* [BRIEF]: Reproduce the records that follow without alteration, apart from removing the pictures.

(INPUT DATA Opens)

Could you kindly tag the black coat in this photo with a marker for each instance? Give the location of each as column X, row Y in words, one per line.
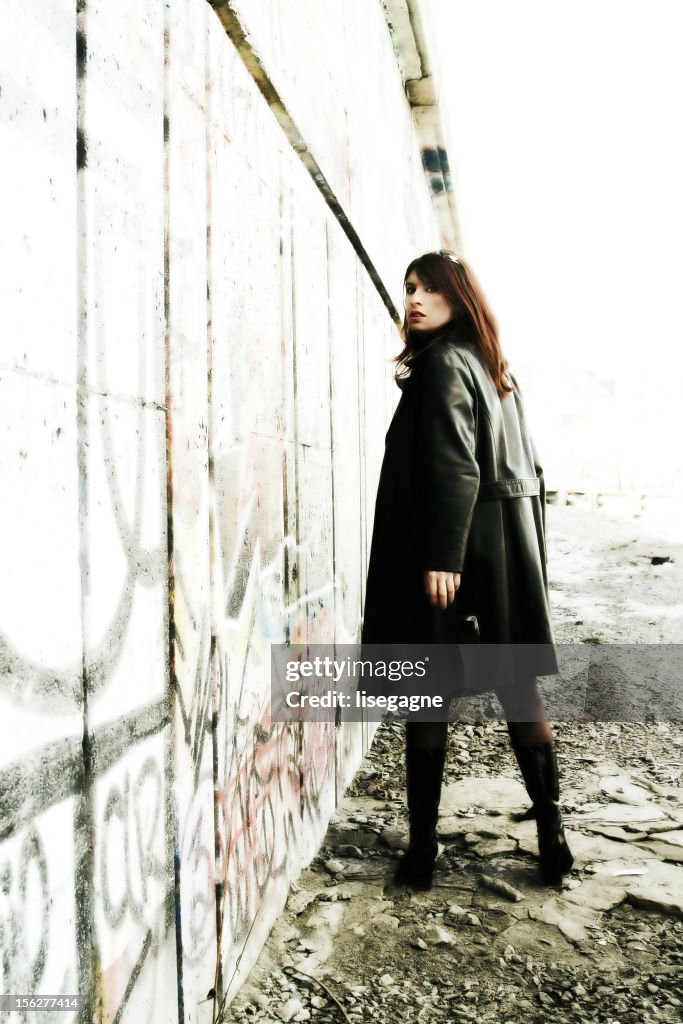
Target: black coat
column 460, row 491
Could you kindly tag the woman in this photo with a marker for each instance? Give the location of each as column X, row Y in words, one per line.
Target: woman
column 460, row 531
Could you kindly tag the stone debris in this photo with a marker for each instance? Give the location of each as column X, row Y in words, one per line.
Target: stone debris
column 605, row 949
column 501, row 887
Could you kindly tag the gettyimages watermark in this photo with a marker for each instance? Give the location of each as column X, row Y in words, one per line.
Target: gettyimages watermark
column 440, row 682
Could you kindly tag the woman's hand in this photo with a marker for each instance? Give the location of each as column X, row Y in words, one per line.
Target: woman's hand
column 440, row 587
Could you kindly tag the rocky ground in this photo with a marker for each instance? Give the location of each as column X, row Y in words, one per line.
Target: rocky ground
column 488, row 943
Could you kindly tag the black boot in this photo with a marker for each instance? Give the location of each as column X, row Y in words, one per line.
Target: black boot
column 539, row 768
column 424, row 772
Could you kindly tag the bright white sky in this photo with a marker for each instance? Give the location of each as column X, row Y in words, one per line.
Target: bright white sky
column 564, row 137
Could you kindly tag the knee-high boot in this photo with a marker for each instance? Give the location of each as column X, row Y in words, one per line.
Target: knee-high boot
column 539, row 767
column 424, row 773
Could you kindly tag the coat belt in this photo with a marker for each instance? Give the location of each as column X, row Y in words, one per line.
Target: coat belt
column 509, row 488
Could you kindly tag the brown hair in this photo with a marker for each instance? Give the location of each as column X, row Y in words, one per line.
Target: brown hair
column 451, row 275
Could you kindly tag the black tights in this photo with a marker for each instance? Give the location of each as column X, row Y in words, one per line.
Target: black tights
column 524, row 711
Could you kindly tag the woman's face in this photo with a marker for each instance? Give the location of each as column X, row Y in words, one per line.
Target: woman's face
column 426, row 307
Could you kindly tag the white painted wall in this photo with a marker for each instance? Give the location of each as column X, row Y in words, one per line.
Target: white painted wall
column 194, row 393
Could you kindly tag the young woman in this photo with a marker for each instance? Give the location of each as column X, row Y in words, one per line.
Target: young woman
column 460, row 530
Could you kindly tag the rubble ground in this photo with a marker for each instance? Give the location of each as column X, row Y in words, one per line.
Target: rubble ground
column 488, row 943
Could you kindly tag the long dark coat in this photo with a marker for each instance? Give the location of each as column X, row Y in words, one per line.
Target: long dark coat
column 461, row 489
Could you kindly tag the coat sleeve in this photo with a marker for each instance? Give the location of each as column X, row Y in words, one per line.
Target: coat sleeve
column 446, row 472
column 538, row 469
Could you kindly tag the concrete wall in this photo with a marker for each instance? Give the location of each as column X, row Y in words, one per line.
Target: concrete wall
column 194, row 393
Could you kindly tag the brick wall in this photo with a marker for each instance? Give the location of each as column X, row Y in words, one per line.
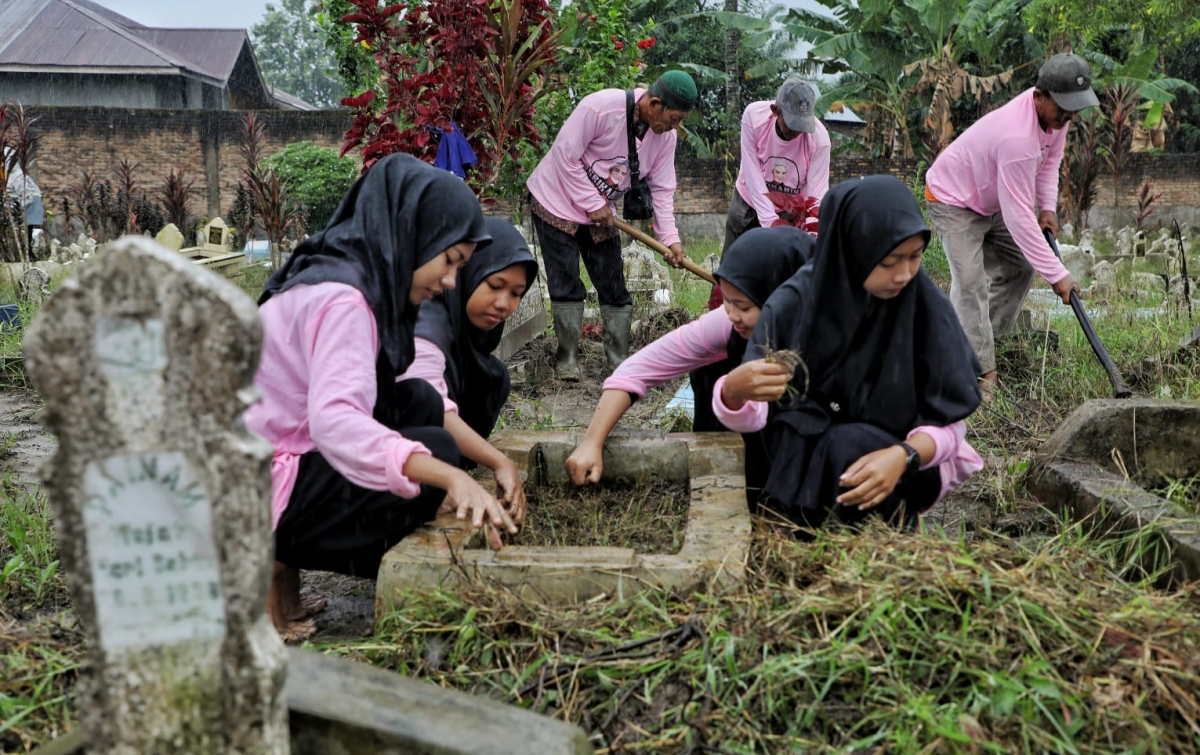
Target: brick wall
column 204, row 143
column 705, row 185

(INPUT DATA Closes)

* [SOLUTION TO THIS EXERCISE]:
Could you kindly tag the black coat in this photo with a marker for each instance? Give the location of each as column X, row Y in words, one per line.
Target: black coat
column 460, row 491
Could you kindly tag the woman in this photo with a marker for each instance? Give the location of each as column X, row Y in words, one per line.
Target: woman
column 460, row 531
Could you kindly tag the stone debris in this photo with a marker for each instance? Give the location of each as column X, row Y in words, one per line.
Target: stone debris
column 605, row 949
column 501, row 887
Could you kindly tag the gettyimages watermark in this photo with a marker for each instance? Give the location of each as column X, row Y in words, one per line.
Target: gettyimages watermark
column 440, row 682
Could you kindly tag the woman's hand in this photo with a marker for each instance? Give the location of each as column X, row Y in words, one per line.
Target: woman's hand
column 440, row 587
Could you kindly tag the rocky ground in this photo with a marker for each instance? Give the location of each as column X, row Y in words, one per line.
Target: rocky ground
column 488, row 943
Could you kindly tag the black boot in this photo with a marker for each instance? Give the location of each as column X, row Y in words, one per line.
Target: black boot
column 539, row 768
column 424, row 772
Could you kindly tag the bright white sky in this photo with a marker for each instance? Give the location of each as column X, row Y in words, one per line.
Target: bright white sky
column 564, row 137
Could you kindly tag the knee-high boot in this photo with a marker for each instance? Give the location of each as column X, row Y in words, one per line.
Target: knee-high boot
column 539, row 767
column 424, row 773
Could you kindly tag the coat belt in this photo with a marker for each instance? Give the location of each as column X, row Y in words, one per line.
Target: coat belt
column 509, row 488
Could you kindly tag the brown hair in this photo with a marker for each instance? Give the location of each as column X, row Y in words, one per line.
Target: brown hair
column 451, row 275
Could you kindly tag the black tights in this photo with a marker for each instance? Give the location of each as column X, row Y in words, one per line.
Target: black tights
column 524, row 711
Could you kindly tag the woman's face in this photo with a marker for each instance? Give the location of each as column X, row Y in words, one per line.
Target: woman's face
column 426, row 307
Could you kindly tag the white painted wall in this photo with a marker for each instance? Give the location of each as column X, row Y in words, one per line.
Target: white painted wall
column 194, row 393
Could you kindly tag the young woman in this photo with a marker for each instance? Give the location of each as column X, row Y in words, one per line.
Target: young woman
column 460, row 530
Could you kindly tag the rubble ground in this photo with a marker for each instance? Give the location of each as column X, row Y in words, one per line.
Target: rubble ground
column 488, row 943
Could you kindly tag the long dark coat in this photo with a marker for each instance? Give the location of each as column X, row Y in words, one per line.
Target: long dark coat
column 461, row 489
Could you kindly tag the coat sleeve in this photo with a marker for each instance? Give the location of each as column X, row Y in words, one per line.
Target: coat sleeve
column 446, row 472
column 538, row 469
Could you kindly tag the concrete wall in this photo with a marker for each instance? Give the location of each as column X, row Y in words, one per line.
Target: concrete wall
column 194, row 393
Could you kindly tag the brick wall in this photo with a marker for each instance? Give the location of each as column X, row Y in words, one per line.
Target: brick wall
column 204, row 143
column 705, row 185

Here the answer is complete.